• _YOUR ASSIGNMENT_: Repeat the whole listing exactly, leaving nothing out.

DATASET ENTRIES Block Start

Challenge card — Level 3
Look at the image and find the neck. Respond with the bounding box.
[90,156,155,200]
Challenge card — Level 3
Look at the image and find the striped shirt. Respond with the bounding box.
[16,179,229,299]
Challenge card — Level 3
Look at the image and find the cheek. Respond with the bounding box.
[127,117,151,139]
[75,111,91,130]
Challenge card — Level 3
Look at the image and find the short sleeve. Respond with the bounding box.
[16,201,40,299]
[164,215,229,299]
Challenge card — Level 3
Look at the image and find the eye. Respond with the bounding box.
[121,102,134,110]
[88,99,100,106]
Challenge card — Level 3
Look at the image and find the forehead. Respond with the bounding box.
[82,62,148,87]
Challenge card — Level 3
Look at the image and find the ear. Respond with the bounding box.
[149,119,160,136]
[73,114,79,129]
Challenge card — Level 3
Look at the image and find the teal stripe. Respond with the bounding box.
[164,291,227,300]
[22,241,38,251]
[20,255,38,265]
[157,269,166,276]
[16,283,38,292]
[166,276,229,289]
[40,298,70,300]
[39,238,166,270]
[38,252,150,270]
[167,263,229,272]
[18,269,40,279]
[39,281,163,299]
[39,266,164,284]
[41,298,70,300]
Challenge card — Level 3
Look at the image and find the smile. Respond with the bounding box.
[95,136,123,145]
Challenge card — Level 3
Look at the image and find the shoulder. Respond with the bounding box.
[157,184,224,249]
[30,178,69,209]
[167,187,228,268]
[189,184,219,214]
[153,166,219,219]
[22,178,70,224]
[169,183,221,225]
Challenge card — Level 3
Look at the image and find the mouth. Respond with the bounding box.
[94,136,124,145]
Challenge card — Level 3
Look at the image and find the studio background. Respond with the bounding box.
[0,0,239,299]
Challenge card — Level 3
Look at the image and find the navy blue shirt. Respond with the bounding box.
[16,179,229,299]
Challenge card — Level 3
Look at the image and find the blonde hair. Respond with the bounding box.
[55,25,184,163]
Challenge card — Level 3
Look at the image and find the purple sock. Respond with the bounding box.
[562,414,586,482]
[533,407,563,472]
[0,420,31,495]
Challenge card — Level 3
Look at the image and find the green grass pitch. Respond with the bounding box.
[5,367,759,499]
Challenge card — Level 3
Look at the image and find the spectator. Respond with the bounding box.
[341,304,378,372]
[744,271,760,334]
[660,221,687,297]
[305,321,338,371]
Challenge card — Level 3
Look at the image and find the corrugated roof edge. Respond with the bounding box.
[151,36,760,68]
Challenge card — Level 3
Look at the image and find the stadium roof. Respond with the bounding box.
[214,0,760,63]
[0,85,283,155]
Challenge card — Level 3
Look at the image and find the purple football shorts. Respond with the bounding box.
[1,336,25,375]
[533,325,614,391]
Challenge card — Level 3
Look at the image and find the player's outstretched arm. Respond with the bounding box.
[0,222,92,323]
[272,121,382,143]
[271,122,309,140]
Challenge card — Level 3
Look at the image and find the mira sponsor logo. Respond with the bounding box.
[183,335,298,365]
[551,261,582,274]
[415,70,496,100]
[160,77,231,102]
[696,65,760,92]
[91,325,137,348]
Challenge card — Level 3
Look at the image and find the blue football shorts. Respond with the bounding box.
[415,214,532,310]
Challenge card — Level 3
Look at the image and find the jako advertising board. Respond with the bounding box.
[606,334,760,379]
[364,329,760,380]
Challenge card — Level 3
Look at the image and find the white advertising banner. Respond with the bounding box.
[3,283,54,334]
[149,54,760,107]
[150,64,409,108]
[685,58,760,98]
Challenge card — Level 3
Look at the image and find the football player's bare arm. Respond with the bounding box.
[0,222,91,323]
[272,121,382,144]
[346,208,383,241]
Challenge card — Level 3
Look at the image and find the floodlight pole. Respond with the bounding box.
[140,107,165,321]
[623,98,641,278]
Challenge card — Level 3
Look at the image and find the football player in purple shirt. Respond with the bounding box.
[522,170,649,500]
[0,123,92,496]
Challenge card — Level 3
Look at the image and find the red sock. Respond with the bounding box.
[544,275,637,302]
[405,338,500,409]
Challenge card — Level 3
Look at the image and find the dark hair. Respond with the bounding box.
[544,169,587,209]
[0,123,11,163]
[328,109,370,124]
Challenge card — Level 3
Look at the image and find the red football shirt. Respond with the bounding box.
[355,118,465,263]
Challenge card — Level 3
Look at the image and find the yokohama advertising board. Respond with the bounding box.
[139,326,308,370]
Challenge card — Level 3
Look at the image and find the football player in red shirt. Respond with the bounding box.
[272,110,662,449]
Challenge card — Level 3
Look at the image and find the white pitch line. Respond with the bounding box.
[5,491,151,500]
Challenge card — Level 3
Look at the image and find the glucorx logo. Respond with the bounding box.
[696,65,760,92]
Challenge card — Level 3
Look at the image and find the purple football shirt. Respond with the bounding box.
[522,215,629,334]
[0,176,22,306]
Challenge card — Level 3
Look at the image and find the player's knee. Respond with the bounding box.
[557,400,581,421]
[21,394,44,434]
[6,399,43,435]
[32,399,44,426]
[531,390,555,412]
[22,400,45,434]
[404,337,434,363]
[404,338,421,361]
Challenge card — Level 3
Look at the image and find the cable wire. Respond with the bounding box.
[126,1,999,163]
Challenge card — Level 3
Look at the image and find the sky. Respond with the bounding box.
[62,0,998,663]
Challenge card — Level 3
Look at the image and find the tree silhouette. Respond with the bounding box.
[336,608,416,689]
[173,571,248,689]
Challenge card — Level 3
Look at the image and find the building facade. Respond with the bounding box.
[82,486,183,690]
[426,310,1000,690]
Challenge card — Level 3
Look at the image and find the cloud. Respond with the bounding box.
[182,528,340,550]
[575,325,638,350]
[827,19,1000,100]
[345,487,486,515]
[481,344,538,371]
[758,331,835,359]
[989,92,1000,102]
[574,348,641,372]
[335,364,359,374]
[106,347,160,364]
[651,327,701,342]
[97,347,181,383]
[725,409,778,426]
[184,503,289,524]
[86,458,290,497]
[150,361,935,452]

DATASET ENTRIES Block End

• _ANSWER TO THE PROBLEM_:
Challenge card — Level 3
Look at the image and find the neck. Respond with the bounding box.
[90,156,155,200]
Challenge card — Level 3
Look at the image and find the striped shirt. Respond with the bounding box.
[16,179,229,299]
Challenge card — Level 3
Look at the image and find the cheek. Respond with the bounding box.
[127,117,151,139]
[75,111,91,130]
Challenge card — Level 3
Look at the image and find the short sleeve. Respond with the bounding box.
[16,201,40,299]
[164,215,229,299]
Challenge card — Level 3
Look at the image and find the eye. Respond with the bounding box.
[121,102,134,110]
[88,99,100,106]
Challenge card — Level 3
Look at the image and find the forehead. Respond with the bounding box.
[82,62,148,87]
Challenge card — Level 3
Look at the image and find the ear. Respond with the bounding box.
[149,119,160,136]
[73,114,79,129]
Challenge card — Level 3
Look at the image and find the teal stripe. Respond with the bounding box.
[164,291,227,300]
[22,241,38,251]
[20,255,38,265]
[157,269,166,276]
[16,283,38,292]
[166,276,229,289]
[40,298,70,300]
[39,238,166,270]
[38,252,150,270]
[167,263,229,272]
[18,269,40,279]
[39,281,163,299]
[39,266,164,284]
[41,298,70,300]
Challenge card — Level 3
Look at the image and find the smile. Respond with the bounding box.
[95,136,123,145]
Challenge card — Level 3
Look at the image and find the shoulder. Respond with the bounding box.
[157,184,224,249]
[30,178,69,209]
[167,187,228,268]
[189,184,219,214]
[153,166,219,219]
[22,178,70,224]
[169,183,221,225]
Challenge card — Level 3
Look at the image and find the mouth. Respond with the bounding box.
[94,136,124,145]
Challenge card — Level 3
Look at the image and find the studio background. Respond with the bounding box.
[0,0,239,299]
Challenge card — Level 3
Look at the image and find the navy blue shirt. Respond with the bounding box.
[16,179,229,299]
Challenge card — Level 3
Look at the image and find the blonde hair. Respond with the bounding box.
[55,25,184,163]
Challenge card — Level 3
Look at the image and find the purple sock. Respond with the bounding box.
[562,414,586,482]
[533,407,563,472]
[0,420,31,495]
Challenge card — Level 3
Look at the image and find the green grass pitch. Respond with the bounding box.
[5,367,759,499]
Challenge card — Level 3
Look at the image and find the spectator. Respond with the bounding box.
[341,304,378,372]
[744,271,760,334]
[660,221,687,297]
[305,321,338,371]
Challenge card — Level 3
Look at the image and find the corrugated roof edge. Respond with the bounding box.
[151,36,760,68]
Challenge card — Level 3
Look at the image and find the stadium roof. Respond with the bounding box.
[214,0,760,63]
[0,85,283,155]
Challenge card — Level 3
Look at the image and find the purple football shorts. Respond with the bounding box.
[1,336,25,375]
[533,325,614,391]
Challenge card — Level 3
Look at the image and find the player's outstretched arm. Respond with the bounding box.
[0,222,92,323]
[272,121,382,143]
[271,122,309,140]
Challenge card — Level 3
Look at the image and find the mira sponsor logo. Respond with the bounding box.
[183,335,298,365]
[551,261,582,274]
[415,70,496,100]
[160,77,231,102]
[696,65,760,92]
[91,325,137,348]
Challenge card — Level 3
Look at the image and find the blue football shorts. Respond with the bounding box.
[415,214,532,310]
Challenge card — Level 3
Look at the image and find the jako advertising board. Respond with the bounding box.
[606,334,760,379]
[364,329,760,380]
Challenge card — Level 3
Look at the image and find the white advertising banner. Respond with the bounding box.
[3,283,54,334]
[149,54,760,107]
[150,64,409,108]
[685,58,760,98]
Challenge card — Level 3
Look at the image and find the football player's bare arm. Respond with the bounding box.
[0,222,91,323]
[272,121,382,144]
[346,208,383,241]
Challenge card — Level 3
Look at the image and find the floodlight pole. Respond with the bounding box.
[140,107,165,321]
[623,98,641,278]
Challenge card — Level 3
Look at the image and find the football player in purple shirt. Respond with the bounding box.
[522,170,649,500]
[0,123,92,496]
Challenge card — Level 3
Look at the image and find the red sock. Respond with the bounding box.
[544,275,637,302]
[405,338,500,409]
Challenge card — Level 3
Look at the image and find the dark hair. Respond with the bounding box.
[544,169,587,209]
[0,123,11,163]
[328,109,370,124]
Challenge card — Level 3
Look at the image and find the red football shirt. Respond with the bounding box.
[355,118,465,263]
Challenge card — Level 3
Look at the image and find the yokohama advertising board. Respond with the bounding box.
[139,326,308,370]
Challenge card — Level 3
Look at the image and find the football player in red shirt. Respond with the bounding box.
[272,110,662,449]
Challenge card — Level 3
Look at the image and find the white pitch line. Respond with the bounding box.
[5,491,151,500]
Challenge card — Level 3
Look at the image and find the glucorx logo. Respond with the bounding box.
[696,65,760,92]
Challenge card — Level 3
Look at the image and find the purple football shirt. Respond with the bounding box.
[522,215,629,334]
[0,176,22,306]
Challenge card — Level 3
Look at the image and find the player's knee. Respond with the bounding box.
[557,400,581,421]
[21,394,44,434]
[6,399,43,435]
[32,399,44,426]
[531,390,555,412]
[22,400,45,434]
[404,337,434,363]
[404,338,421,361]
Challenge card — Level 3
Look at the image and find the cable wire. Respond with the bounding box.
[126,1,999,163]
Challenge card — Level 3
Look at the image and find the sky. Respond with the bounding box.
[62,0,998,663]
Challenge card — Level 3
Look at the image and find the tree silhouette. Respond with the bounding box.
[336,608,416,689]
[173,571,248,689]
Challenge card — Level 3
Look at the image and find the building facade. Respond with the bounding box.
[82,486,183,690]
[426,310,1000,690]
Challenge card — Level 3
Look at the image and find the cloud. Respond with the bounding box.
[182,528,340,550]
[575,325,638,350]
[827,19,1000,100]
[345,487,486,515]
[481,344,538,371]
[758,331,835,359]
[989,92,1000,102]
[574,348,641,372]
[335,364,359,374]
[106,347,160,364]
[651,327,701,342]
[97,347,181,383]
[725,409,778,426]
[184,503,289,524]
[86,458,290,497]
[150,361,935,452]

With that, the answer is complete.